**Challenges**
- 1) According to the debate extract, how much was the further loan provided to the borrower for his personal investment purposes in the Fanning case?
- 2) Copy the debate extract word for word, from "Section 2 sets" up to and including "stay on execution.".

**Page extract**
+ + + + +

The explanatory memorandum also refers to two court cases, Bank of Ireland v. Smyth 1995 and Anglo Irish Bank Corporation v. Fanning 2009, regarding the jurisprudence on the courts’ discretion in respect of orders for repossession. I am familiar with both of these cases and the Deputy’s reference to them in the context of the purpose of his Bill — matters to which the court should have regard in a repossession hearing — is mistaken and of no real relevance to the measure we are considering today. The net issue in the Smyth case related to the validity of the consent of a spouse to an application for a mortgage and the consequences of default in the context of specific provisions contained in the Family Home Protection Act 1976. In the Fanningcase, a loan of €7.9 million, secured on the house and lands, was provided to purchase shares in a telecoms company. A further loan of €505,000 was provided to the borrower for his personal investment purposes. There was default on these loans and the court granted a possession order to the bank. While these cases are interesting in themselves, I cannot believe that Deputy Donnelly seriously thinks that they have any direct relevance to the stated purpose of his Bill.
In general, the Bill proposes that the court should take account of a number of factors when determining an application for repossession of a family home. Some of the proposed factors are self evident and are already effectively taken into account by the courts. For example, our judges, who I believe have dealt very humanely with such applications since the current crisis began, take into account the general circumstances in each case.
Let me now turn to a more detailed consideration of the Deputy’s Bill. Section 1 consists of a short number of definitions. In the context of courts, the definition includes reference to the District Court. As the District Court does not hear repossession orders, this is something of an irrelevance.
Section 2 sets out, in paragraphs (a) to (g), inclusive, a number of matters which, in any proceedings for possession of a family home, the court may have regard to in determining whether to grant or refuse such application. I presume these proposed factors are intended to be additional to the current options open to the court, which include adjourning proceedings for a specific period before final determination or to make or decline to make an order for possession and give or withhold a stay on execution.

+ + + + +

**Records supplied**

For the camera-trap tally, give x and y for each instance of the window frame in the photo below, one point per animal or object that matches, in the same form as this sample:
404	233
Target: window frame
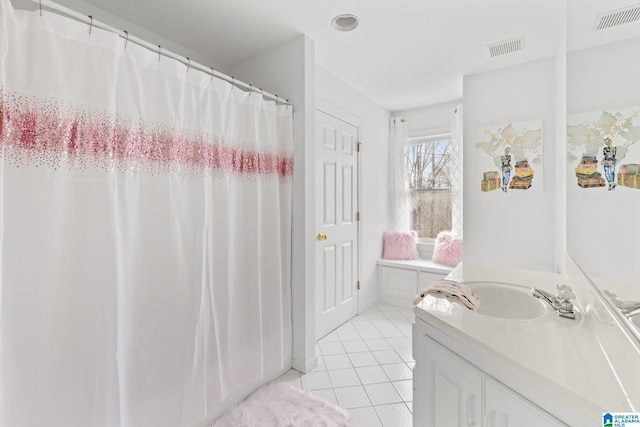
427	243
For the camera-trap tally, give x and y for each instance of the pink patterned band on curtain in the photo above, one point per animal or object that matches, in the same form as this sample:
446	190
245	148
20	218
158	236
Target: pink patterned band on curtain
37	132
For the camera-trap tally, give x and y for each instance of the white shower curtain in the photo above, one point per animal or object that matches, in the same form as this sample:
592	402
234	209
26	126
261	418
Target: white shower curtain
145	225
399	215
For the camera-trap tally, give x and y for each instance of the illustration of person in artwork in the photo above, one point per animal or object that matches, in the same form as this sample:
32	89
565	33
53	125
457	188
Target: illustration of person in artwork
506	168
609	163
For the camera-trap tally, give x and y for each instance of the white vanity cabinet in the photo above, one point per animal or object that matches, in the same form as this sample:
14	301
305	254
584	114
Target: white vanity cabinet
506	408
449	391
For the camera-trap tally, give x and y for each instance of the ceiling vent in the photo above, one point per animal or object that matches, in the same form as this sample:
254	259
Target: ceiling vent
617	17
506	46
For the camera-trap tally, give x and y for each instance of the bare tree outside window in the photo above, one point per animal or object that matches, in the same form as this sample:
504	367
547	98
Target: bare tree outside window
429	164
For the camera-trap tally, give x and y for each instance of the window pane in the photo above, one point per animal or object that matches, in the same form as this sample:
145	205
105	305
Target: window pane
429	165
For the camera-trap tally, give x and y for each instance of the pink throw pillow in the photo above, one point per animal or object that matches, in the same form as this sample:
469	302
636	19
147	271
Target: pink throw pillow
399	245
448	249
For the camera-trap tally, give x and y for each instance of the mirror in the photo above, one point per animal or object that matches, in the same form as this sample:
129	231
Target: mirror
603	149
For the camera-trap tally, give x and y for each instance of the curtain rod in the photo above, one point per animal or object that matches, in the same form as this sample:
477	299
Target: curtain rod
436	136
91	23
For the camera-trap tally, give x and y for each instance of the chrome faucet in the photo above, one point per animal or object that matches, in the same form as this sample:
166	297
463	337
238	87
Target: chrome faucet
561	302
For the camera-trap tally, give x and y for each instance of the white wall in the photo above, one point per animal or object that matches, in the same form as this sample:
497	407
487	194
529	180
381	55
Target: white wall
122	24
289	71
602	226
374	165
516	229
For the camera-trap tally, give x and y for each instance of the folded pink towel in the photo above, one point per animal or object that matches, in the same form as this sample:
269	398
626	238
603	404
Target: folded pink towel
454	290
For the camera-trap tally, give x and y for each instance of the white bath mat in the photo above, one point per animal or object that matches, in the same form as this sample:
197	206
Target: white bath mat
279	404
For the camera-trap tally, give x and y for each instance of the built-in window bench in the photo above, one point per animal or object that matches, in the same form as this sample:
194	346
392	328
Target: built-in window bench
400	281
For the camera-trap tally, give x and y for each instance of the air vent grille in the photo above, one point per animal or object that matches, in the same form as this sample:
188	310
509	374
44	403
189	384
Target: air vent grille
506	46
617	17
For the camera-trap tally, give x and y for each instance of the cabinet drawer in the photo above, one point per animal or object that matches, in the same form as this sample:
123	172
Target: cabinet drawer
399	282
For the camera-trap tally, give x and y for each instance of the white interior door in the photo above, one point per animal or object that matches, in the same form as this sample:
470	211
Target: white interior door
336	224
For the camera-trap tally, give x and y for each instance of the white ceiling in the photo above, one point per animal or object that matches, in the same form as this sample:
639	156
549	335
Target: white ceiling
404	54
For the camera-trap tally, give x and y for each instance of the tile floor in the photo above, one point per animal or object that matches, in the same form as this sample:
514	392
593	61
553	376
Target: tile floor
366	367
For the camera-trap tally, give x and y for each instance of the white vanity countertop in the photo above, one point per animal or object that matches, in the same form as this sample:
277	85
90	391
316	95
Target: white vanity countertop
561	358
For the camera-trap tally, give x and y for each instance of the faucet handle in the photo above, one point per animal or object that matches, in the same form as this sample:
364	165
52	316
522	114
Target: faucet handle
565	292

+ + + + +

**Full solutions**
- 1) €505,000

- 2)
Section 2 sets out, in paragraphs (a) to (g), inclusive, a number of matters which, in any proceedings for possession of a family home, the court may have regard to in determining whether to grant or refuse such application. I presume these proposed factors are intended to be additional to the current options open to the court, which include adjourning proceedings for a specific period before final determination or to make or decline to make an order for possession and give or withhold a stay on execution.